* EXERCISE:
Set down exactly the lines from the one containing "of the lush" through the last line of the records below, both included, and nothing else.

━━━ ROWS

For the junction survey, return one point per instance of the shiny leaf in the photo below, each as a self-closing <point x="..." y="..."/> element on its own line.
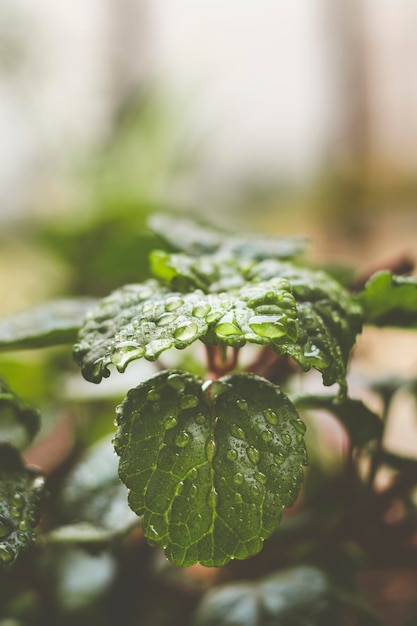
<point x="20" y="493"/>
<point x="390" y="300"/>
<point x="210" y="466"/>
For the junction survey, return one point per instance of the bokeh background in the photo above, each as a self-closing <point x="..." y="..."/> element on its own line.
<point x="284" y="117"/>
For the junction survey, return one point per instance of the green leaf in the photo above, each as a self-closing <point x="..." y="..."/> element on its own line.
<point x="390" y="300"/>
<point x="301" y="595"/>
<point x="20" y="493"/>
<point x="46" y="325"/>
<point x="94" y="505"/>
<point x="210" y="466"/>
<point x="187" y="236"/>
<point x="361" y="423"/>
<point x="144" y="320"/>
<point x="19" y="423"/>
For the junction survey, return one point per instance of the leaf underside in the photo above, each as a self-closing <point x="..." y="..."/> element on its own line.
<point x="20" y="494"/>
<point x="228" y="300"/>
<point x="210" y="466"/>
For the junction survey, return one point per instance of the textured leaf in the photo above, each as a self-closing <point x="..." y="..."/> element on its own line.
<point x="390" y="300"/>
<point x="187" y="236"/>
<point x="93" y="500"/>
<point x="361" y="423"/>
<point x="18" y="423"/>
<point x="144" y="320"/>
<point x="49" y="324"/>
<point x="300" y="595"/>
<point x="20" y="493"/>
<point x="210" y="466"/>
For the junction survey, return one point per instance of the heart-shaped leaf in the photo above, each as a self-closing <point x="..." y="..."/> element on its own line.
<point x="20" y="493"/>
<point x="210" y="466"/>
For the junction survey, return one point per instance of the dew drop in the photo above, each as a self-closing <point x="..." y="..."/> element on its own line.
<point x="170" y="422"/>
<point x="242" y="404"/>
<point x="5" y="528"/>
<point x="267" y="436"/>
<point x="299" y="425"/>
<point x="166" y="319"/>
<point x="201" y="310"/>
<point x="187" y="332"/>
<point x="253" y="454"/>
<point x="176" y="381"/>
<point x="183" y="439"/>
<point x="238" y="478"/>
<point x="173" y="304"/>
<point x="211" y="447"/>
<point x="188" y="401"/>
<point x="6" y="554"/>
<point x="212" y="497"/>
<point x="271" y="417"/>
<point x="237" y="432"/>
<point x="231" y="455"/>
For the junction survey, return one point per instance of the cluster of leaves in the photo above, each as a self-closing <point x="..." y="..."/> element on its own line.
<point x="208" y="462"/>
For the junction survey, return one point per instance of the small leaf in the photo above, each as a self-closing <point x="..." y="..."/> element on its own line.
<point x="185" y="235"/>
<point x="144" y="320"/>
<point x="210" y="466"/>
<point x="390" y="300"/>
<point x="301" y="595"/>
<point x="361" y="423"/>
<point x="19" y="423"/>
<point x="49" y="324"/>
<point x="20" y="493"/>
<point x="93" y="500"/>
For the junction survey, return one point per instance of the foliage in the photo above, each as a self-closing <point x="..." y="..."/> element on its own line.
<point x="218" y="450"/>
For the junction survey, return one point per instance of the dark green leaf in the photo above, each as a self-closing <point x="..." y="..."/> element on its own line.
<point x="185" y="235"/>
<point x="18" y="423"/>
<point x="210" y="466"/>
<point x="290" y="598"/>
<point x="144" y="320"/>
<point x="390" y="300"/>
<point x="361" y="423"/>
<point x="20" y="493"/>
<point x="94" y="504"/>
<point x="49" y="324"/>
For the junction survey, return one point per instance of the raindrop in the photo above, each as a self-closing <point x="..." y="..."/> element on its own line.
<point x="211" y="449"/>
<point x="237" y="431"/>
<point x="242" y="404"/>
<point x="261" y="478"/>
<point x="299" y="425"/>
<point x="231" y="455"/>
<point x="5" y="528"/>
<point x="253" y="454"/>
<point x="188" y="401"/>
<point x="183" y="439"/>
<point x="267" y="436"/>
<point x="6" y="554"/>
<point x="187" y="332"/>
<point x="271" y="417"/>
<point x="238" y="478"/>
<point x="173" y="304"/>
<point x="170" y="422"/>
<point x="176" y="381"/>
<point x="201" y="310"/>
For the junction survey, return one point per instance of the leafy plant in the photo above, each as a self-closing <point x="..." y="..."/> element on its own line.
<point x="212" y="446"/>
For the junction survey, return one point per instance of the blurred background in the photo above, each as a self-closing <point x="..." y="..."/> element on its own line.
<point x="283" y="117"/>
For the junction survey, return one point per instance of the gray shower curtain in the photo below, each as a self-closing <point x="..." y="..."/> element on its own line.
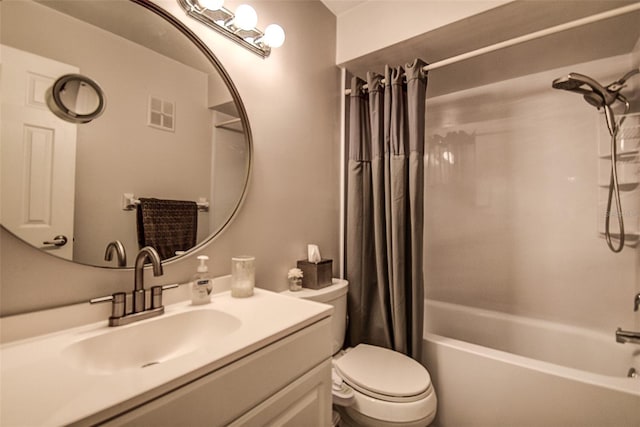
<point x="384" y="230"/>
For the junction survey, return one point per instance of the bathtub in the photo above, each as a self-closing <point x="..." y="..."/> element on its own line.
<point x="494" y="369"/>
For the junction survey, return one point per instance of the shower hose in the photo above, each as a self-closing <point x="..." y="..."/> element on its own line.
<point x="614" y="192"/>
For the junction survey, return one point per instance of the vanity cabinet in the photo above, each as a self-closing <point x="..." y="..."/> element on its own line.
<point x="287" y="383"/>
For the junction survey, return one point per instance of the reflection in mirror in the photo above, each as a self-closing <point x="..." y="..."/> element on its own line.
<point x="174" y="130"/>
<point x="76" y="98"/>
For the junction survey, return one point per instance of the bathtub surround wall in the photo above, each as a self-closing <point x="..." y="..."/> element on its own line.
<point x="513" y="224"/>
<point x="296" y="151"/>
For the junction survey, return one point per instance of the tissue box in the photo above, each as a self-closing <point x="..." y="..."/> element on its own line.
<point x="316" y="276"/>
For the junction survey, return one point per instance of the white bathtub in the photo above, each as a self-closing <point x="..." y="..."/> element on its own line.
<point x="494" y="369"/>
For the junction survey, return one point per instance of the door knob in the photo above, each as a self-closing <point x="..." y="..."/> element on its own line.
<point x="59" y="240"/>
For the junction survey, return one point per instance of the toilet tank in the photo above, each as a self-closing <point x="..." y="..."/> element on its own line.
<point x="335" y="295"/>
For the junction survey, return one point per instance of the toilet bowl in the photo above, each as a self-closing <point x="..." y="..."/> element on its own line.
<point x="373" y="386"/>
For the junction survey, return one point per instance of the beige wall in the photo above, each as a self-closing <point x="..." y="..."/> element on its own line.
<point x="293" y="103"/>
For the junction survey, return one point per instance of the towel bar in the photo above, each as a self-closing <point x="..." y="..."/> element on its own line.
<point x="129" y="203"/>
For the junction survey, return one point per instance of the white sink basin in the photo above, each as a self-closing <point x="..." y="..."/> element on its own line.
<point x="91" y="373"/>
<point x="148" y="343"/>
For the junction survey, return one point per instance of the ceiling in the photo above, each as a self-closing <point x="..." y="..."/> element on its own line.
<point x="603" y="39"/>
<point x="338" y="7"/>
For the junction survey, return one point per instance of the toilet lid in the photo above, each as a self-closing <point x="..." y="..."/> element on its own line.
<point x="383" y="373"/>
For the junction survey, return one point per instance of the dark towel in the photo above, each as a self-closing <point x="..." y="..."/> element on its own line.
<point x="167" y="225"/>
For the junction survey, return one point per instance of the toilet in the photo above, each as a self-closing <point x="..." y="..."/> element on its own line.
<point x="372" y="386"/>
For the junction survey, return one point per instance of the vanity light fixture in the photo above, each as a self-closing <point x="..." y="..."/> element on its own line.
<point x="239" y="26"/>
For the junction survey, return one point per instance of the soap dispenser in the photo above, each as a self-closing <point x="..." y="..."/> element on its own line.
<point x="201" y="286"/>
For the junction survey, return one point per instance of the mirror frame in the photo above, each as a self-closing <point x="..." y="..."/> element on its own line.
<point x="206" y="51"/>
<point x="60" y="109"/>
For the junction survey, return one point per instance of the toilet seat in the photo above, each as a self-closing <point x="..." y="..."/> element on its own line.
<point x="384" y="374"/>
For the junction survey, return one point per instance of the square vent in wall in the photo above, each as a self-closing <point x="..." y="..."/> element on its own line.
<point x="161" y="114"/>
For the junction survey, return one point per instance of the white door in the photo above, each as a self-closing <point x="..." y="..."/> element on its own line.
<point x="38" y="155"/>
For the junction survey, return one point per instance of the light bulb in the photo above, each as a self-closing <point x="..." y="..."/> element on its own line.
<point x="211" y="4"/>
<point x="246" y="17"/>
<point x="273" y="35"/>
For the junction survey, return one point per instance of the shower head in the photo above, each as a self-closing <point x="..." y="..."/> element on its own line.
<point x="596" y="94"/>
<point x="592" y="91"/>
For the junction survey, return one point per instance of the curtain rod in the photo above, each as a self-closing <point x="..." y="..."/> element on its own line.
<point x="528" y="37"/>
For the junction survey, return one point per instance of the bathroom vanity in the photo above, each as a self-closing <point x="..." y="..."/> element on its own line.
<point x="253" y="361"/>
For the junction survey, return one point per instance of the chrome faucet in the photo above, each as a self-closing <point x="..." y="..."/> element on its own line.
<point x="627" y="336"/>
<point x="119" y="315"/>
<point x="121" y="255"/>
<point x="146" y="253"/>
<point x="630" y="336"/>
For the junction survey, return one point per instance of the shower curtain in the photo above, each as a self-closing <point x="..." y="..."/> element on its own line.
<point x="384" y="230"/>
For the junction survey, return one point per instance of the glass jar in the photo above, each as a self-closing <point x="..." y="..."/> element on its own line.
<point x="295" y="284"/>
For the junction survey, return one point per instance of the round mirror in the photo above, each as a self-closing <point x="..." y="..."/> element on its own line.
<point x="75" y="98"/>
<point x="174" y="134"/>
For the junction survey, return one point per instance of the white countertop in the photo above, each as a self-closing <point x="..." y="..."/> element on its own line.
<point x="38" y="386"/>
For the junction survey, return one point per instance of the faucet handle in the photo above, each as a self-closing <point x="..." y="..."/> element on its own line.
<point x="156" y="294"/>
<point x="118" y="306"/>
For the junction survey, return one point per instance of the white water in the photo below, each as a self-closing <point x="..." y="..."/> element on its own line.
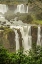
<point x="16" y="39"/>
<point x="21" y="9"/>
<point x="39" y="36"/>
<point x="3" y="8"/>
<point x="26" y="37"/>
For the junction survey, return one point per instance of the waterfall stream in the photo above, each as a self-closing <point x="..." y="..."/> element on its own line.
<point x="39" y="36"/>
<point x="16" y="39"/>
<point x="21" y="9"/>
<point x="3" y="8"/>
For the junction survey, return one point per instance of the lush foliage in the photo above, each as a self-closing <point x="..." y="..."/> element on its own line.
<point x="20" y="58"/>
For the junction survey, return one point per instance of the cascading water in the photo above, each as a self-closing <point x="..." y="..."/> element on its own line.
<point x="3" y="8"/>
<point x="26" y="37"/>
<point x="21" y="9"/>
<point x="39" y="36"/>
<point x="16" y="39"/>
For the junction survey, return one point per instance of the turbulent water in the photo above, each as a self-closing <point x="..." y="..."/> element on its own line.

━━━━━━

* TASK SOLUTION:
For the junction survey, return one point per instance of the lush foliage in the photo above, each as a self-closing <point x="..." y="..."/> element on its own line.
<point x="20" y="58"/>
For the junction survey, return one point per instance of the cascading water in the photo above, each as a self-closing <point x="..." y="..."/> element on its own line.
<point x="3" y="8"/>
<point x="26" y="37"/>
<point x="21" y="9"/>
<point x="39" y="36"/>
<point x="16" y="39"/>
For the junction survey, return one point per instance of the turbulent water in the photo above, each as a self-closing <point x="..." y="..."/> element on its own line.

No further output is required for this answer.